:: What is required ::
Reproduce all records verbatim.
[[ Entries shown open ]]
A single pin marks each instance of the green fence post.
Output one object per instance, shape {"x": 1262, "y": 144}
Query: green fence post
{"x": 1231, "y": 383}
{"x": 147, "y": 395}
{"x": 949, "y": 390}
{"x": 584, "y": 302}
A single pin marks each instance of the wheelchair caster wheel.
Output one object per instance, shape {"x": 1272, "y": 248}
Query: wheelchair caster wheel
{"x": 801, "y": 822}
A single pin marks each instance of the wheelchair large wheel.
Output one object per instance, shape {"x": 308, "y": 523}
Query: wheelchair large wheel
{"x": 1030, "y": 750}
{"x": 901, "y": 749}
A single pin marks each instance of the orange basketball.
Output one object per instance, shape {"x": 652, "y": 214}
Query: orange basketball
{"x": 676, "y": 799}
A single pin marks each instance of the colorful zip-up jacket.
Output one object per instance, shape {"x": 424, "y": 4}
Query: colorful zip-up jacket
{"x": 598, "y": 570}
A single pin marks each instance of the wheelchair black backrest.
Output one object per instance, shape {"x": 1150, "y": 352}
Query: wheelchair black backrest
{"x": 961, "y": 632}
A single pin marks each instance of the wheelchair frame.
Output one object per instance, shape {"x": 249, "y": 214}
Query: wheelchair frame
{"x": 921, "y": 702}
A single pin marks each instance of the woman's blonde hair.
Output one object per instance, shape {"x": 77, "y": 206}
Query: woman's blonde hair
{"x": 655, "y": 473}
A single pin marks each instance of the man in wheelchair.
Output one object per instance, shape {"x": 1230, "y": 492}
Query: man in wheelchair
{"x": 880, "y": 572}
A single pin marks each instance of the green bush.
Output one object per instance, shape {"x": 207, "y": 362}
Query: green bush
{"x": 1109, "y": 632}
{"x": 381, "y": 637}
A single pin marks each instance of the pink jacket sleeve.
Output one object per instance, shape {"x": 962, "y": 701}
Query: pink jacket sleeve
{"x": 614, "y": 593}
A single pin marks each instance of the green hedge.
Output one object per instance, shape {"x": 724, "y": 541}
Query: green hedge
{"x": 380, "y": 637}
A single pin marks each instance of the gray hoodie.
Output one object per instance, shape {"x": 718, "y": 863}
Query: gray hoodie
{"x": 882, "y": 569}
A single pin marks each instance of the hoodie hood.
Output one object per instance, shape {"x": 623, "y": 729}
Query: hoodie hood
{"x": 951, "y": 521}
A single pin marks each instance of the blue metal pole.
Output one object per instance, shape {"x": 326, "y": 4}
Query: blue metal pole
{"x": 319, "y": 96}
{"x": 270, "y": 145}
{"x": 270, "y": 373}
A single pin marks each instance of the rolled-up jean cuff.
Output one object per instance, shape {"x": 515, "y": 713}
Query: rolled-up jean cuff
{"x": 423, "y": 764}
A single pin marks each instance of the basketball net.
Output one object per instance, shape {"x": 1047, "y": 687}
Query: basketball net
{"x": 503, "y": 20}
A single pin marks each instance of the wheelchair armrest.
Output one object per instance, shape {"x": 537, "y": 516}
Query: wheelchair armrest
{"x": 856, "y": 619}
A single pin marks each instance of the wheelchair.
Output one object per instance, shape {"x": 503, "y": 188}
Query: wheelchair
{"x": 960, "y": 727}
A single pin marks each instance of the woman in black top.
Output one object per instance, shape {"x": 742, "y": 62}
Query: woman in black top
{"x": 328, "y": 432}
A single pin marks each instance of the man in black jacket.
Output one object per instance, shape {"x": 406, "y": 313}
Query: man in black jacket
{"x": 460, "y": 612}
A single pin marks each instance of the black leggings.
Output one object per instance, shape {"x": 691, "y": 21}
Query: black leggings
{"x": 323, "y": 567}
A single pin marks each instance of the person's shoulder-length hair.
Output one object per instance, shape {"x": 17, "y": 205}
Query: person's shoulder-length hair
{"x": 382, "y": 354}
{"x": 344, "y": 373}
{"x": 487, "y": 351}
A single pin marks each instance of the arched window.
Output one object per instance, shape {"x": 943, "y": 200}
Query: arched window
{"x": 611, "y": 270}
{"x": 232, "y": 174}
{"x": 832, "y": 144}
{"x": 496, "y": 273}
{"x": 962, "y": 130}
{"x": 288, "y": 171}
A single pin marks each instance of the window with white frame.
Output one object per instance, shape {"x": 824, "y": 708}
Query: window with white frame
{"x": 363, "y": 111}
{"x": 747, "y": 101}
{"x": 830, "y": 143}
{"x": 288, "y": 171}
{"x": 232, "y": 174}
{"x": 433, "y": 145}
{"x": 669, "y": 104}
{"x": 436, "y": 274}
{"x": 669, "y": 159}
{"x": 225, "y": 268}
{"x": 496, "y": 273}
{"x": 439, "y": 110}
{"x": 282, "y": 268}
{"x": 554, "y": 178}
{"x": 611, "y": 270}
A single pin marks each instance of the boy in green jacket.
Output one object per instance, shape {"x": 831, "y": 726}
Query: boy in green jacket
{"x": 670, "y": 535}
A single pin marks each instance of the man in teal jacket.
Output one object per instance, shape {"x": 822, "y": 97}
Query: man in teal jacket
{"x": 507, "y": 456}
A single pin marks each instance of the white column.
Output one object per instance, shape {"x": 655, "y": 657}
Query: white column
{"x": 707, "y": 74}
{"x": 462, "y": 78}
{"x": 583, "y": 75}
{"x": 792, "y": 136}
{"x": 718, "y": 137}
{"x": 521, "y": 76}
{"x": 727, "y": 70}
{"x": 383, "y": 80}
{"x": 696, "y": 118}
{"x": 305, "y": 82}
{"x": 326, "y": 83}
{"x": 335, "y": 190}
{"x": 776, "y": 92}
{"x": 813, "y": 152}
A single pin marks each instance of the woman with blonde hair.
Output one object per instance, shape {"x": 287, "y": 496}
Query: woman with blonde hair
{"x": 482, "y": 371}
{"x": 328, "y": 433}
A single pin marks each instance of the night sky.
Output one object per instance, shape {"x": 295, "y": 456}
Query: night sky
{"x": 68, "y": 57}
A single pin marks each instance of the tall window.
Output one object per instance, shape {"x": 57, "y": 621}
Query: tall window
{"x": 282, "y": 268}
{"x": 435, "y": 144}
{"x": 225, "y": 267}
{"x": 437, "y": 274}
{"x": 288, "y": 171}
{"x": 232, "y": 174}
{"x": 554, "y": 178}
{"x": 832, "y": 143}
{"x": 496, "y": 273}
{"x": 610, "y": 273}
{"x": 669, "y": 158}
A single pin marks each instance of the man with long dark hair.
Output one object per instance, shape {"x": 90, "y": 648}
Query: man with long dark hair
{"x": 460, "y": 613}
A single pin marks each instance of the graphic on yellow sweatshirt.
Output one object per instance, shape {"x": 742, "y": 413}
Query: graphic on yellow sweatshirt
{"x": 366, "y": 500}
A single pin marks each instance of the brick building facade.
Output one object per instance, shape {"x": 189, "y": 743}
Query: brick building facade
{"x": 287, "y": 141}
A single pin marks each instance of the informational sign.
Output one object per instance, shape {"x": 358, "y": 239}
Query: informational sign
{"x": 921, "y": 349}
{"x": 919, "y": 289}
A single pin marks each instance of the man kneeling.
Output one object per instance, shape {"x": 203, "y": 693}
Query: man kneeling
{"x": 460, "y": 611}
[[ Entries shown closed ]]
:: Exercise solution ::
A single pin marks each instance of the green fence post.
Output one object per instance, shape {"x": 1262, "y": 144}
Query: green fence post
{"x": 1231, "y": 383}
{"x": 147, "y": 395}
{"x": 949, "y": 390}
{"x": 584, "y": 302}
A single pin marks each instance of the wheelchair caster wheel.
Output one object per instance, shape {"x": 1272, "y": 248}
Query: wheelchair caster wheel
{"x": 801, "y": 822}
A single pin marks each instance of the wheelchair large wheel.
Output one object per instance, shape {"x": 308, "y": 523}
Query: wheelchair large wheel
{"x": 1030, "y": 750}
{"x": 901, "y": 749}
A single pin marks each instance of the orange basketball.
Output one object per instance, shape {"x": 652, "y": 214}
Query: orange basketball
{"x": 676, "y": 799}
A single pin marks each instance of the colorful zip-up jacket.
Output one object per instance, shape {"x": 424, "y": 4}
Query: colorful zip-up jacket
{"x": 598, "y": 570}
A single pin marks each instance of the wheelchair black backrest.
Output one object per instance, shape {"x": 1150, "y": 352}
Query: wheelchair black backrest
{"x": 961, "y": 632}
A single pin marks each instance of the wheelchair frame.
Output one object per instance, shape {"x": 249, "y": 214}
Query: wheelchair frame
{"x": 921, "y": 702}
A single pin marks each instance of the woman's blonde hair.
Output one object per instance, shape {"x": 77, "y": 206}
Query: woman's blonde hair
{"x": 655, "y": 473}
A single pin marks each instance of the man in wheelchair.
Output one object per instance, shape {"x": 1230, "y": 492}
Query: man in wheelchair
{"x": 880, "y": 572}
A single pin marks each instance of the green bush.
Output one object per instance, shape {"x": 207, "y": 362}
Query: green bush
{"x": 1109, "y": 632}
{"x": 381, "y": 637}
A single pin marks each instance of the pink jacket sleeve.
Output one object per instance, shape {"x": 962, "y": 701}
Query: pink jacket sleeve
{"x": 614, "y": 593}
A single pin marks each instance of the green hedge.
Output one object per instance, shape {"x": 724, "y": 541}
Query: green hedge
{"x": 380, "y": 637}
A single pin marks each instance of the gray hoodie.
Output one object per instance, shape {"x": 718, "y": 863}
Query: gray hoodie
{"x": 882, "y": 569}
A single pin marks each instance of the hoodie hood.
Output one object per instance, shape {"x": 623, "y": 729}
Query: hoodie hood
{"x": 951, "y": 521}
A single pin marks each instance of the blue metal pole.
Output one object per instance, shape {"x": 326, "y": 4}
Query: blue metal pole
{"x": 319, "y": 96}
{"x": 270, "y": 145}
{"x": 270, "y": 373}
A single pin marks each instance of the rolled-up jean cuff.
Output one object per instance, shape {"x": 515, "y": 713}
Query: rolled-up jean cuff
{"x": 423, "y": 764}
A single pin marks each instance of the basketball net.
Output one object per instance, shape {"x": 1047, "y": 687}
Query: basketball net
{"x": 503, "y": 20}
A single pin marks each instance of the wheelchair armrest.
Output one object per instance, shape {"x": 537, "y": 516}
Query: wheelchair armrest
{"x": 856, "y": 619}
A single pin marks each instance of the wheelchair.
Output one object per instance, shape {"x": 503, "y": 188}
Query: wheelchair
{"x": 960, "y": 727}
A single pin marks each instance of the woman in black top.
Output one object per instance, shape {"x": 742, "y": 62}
Query: woman in black top
{"x": 328, "y": 432}
A single pin marks each instance of the man in black jacket.
Output one object per instance, shape {"x": 406, "y": 313}
Query: man in black jacket
{"x": 460, "y": 612}
A single pin marks each instance of the black leggings.
Output one object per instance, shape {"x": 691, "y": 21}
Query: black leggings
{"x": 323, "y": 567}
A single pin marks each instance of the person's shoulder-length hair.
Output one object per instance, shape {"x": 17, "y": 205}
Query: person's shoulder-length hair
{"x": 382, "y": 354}
{"x": 344, "y": 373}
{"x": 487, "y": 351}
A single pin marks each instance of the arched window.
Output one object per instance, shape {"x": 943, "y": 200}
Query: arched window
{"x": 611, "y": 270}
{"x": 232, "y": 174}
{"x": 832, "y": 144}
{"x": 496, "y": 273}
{"x": 962, "y": 130}
{"x": 288, "y": 171}
A single pin marks each instance of the window with white frame.
Output one object per instance, shape {"x": 824, "y": 708}
Query: window with white frame
{"x": 363, "y": 111}
{"x": 747, "y": 101}
{"x": 830, "y": 143}
{"x": 288, "y": 171}
{"x": 232, "y": 174}
{"x": 433, "y": 145}
{"x": 669, "y": 104}
{"x": 436, "y": 274}
{"x": 669, "y": 159}
{"x": 225, "y": 268}
{"x": 496, "y": 273}
{"x": 439, "y": 110}
{"x": 282, "y": 268}
{"x": 554, "y": 178}
{"x": 611, "y": 270}
A single pin marks each instance of the boy in green jacket.
Output one object per instance, shape {"x": 831, "y": 726}
Query: boy in green jacket
{"x": 670, "y": 535}
A single pin marks each instance of the man in teal jacket.
Output one object per instance, shape {"x": 822, "y": 97}
Query: man in teal jacket
{"x": 507, "y": 456}
A single pin marks each instance of the white column.
Output one object per instance, shape {"x": 655, "y": 657}
Query: white column
{"x": 707, "y": 74}
{"x": 462, "y": 78}
{"x": 583, "y": 75}
{"x": 792, "y": 136}
{"x": 718, "y": 137}
{"x": 521, "y": 76}
{"x": 727, "y": 70}
{"x": 383, "y": 80}
{"x": 696, "y": 118}
{"x": 305, "y": 82}
{"x": 326, "y": 83}
{"x": 335, "y": 190}
{"x": 776, "y": 92}
{"x": 813, "y": 152}
A single pin marks each instance of the woman with blonde hair.
Output one object per instance, shape {"x": 287, "y": 496}
Query: woman with blonde hair
{"x": 482, "y": 371}
{"x": 328, "y": 433}
A single pin marks each instance of the night sky.
Output one object per instance, shape {"x": 295, "y": 456}
Query: night sky
{"x": 68, "y": 57}
A single pin marks each instance of the tall window.
Output one object per instance, shape {"x": 57, "y": 621}
Query: tall window
{"x": 282, "y": 268}
{"x": 435, "y": 144}
{"x": 225, "y": 267}
{"x": 437, "y": 274}
{"x": 288, "y": 171}
{"x": 232, "y": 174}
{"x": 554, "y": 178}
{"x": 832, "y": 143}
{"x": 496, "y": 273}
{"x": 610, "y": 273}
{"x": 669, "y": 158}
A single pin marks each instance of the man with long dark hair.
Output one object per instance, shape {"x": 90, "y": 648}
Query: man with long dark hair
{"x": 460, "y": 613}
A single pin marks each instance of the graphic on yellow sweatshirt.
Output one object per instance, shape {"x": 742, "y": 413}
Query: graphic on yellow sweatshirt
{"x": 366, "y": 500}
A single pin marks each instance of the brick building facade.
Output one object per instance, shape {"x": 189, "y": 743}
Query: brick building facade
{"x": 287, "y": 141}
A single pin marks each instance of the informational sign.
Output one object per instance, shape {"x": 358, "y": 239}
Query: informational sign
{"x": 921, "y": 349}
{"x": 919, "y": 289}
A single pin marks each instance of the man kneeling.
Output one object per instance, shape {"x": 203, "y": 693}
Query: man kneeling
{"x": 460, "y": 611}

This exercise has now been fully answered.